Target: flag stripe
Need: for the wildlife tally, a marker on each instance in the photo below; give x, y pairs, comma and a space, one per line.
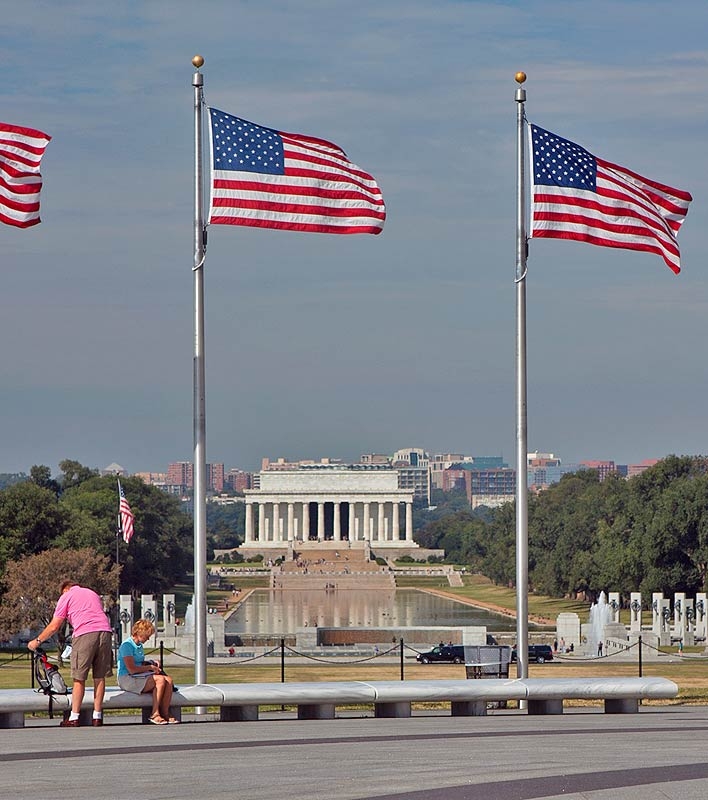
579, 196
265, 178
21, 151
602, 215
127, 519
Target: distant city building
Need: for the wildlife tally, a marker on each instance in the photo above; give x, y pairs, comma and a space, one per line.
637, 469
375, 458
441, 462
604, 468
490, 487
180, 474
180, 477
113, 469
153, 478
238, 481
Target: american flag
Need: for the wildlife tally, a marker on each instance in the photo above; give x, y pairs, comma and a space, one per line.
269, 179
126, 516
579, 196
21, 150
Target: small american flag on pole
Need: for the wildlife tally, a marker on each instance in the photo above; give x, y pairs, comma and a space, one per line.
21, 151
577, 195
265, 178
127, 517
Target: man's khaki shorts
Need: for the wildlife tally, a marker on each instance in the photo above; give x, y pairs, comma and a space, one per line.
92, 651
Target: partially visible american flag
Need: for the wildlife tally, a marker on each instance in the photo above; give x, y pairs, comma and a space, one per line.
579, 196
21, 150
269, 179
127, 517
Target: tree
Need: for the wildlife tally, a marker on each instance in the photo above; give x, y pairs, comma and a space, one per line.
160, 552
42, 476
30, 521
32, 586
226, 525
74, 473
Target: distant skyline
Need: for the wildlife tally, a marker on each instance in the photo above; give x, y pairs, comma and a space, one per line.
340, 345
354, 460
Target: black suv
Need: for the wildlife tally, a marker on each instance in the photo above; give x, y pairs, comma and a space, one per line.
447, 653
540, 653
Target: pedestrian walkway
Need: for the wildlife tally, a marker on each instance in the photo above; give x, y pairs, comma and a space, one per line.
506, 755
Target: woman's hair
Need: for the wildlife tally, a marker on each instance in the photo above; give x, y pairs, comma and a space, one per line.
143, 626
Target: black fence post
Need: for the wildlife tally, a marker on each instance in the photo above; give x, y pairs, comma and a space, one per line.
282, 666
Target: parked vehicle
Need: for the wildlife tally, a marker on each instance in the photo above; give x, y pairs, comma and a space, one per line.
445, 653
538, 653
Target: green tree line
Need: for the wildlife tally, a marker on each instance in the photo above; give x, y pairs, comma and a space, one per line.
648, 533
79, 510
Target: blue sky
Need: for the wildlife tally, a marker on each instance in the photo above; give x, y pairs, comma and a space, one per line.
340, 345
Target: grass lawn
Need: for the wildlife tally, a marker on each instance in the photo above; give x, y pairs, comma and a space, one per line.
690, 676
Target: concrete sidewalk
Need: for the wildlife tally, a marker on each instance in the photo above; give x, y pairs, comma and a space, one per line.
658, 753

------

→ WHAT TO WORK ON
Leave the pictures out and output the rest of the listing exactly.

→ CORRECT ANSWER
Target: flag stripe
Need: for the wildlife tally, a marker on each instance in the photo below; give x, y pairs, comma and a space, one per line.
579, 196
265, 178
21, 151
602, 215
127, 519
Target: distant city building
Need: for the wildlife tally, a marker on each instance in the photo above; give x, y pairs, comma and a space, one per line.
637, 469
375, 458
441, 462
604, 468
490, 487
180, 474
180, 477
113, 469
153, 478
238, 481
Target: american flag
Need: for the wildlife tally, a marker on each instance in the photo above; give x, y pairs, comma and a space, one per line.
269, 179
126, 516
579, 196
21, 150
Target: small american flag on pole
Need: for the wildlife tally, a marker on each instance in the photo above; give x, y pairs, comma and a space, one per line.
21, 151
577, 195
265, 178
127, 517
Target: man's khaki shorts
Need: for the wildlife tally, a marker on each instance in the photo above; give x, y pairs, comma and a space, one per line.
92, 651
Target: partially visible american flag
Need: for the wildlife tally, a marker on each instance in the photo above; give x, y pairs, comma and a space, one per line.
579, 196
21, 150
269, 179
127, 517
Target: tree
Need: for the wildlife tally, a marker on each instance in the photo above; give x, y pairs, comma and a space, one per line.
160, 552
42, 476
30, 521
32, 586
226, 525
74, 473
Target: distant skyline
Need: for the wildlife tally, a marker on each instance in the photo above; give x, y pairs, comma and a space, one per line.
340, 345
354, 460
Target: black suv
Need: for the wildlife tally, a marker on each instance in the photo above; give x, y pairs, comma and a space, one per line.
447, 653
540, 653
Target: pedestrian walkway
Need: for the wildlife tally, a marker on each instance in the photo above; give x, y pairs, comma and a space, one per line.
506, 755
Target: woman's hair
Need: for the wildlife tally, a marker on each instance in the photo above; give x, y pairs, comma and a space, one per line.
143, 626
Target: black fence post
Need: for the wildlife tally, a marker on each instance in the photo above; give x, y pairs, comma and a space, one per line.
282, 666
Target: parked vehicle
Need: for the wildlife tally, a marker on each instance in the photo above; give x, y pairs, comma and a space, one per line.
445, 653
538, 653
Target: green tree line
Need: for the wildlife tally, a marker on each instance in the photo above; give x, y pairs, comma and a space, one per line.
648, 533
79, 510
Target: blue sky
Need: for the wildlife tally, a marker on each instance in the photo above; give x, y pairs, comma and a space, one per line.
340, 345
Target: grass lawn
Need: for the wildlife tally, a marker on each instance in the photo above; give x, y pairs, comma and a space, one per line.
690, 676
Target: concrete sidewalk
Need: for the wildlife tally, a marker on each instance in the photo above; give x, y pairs, comma and a space, one per line.
658, 753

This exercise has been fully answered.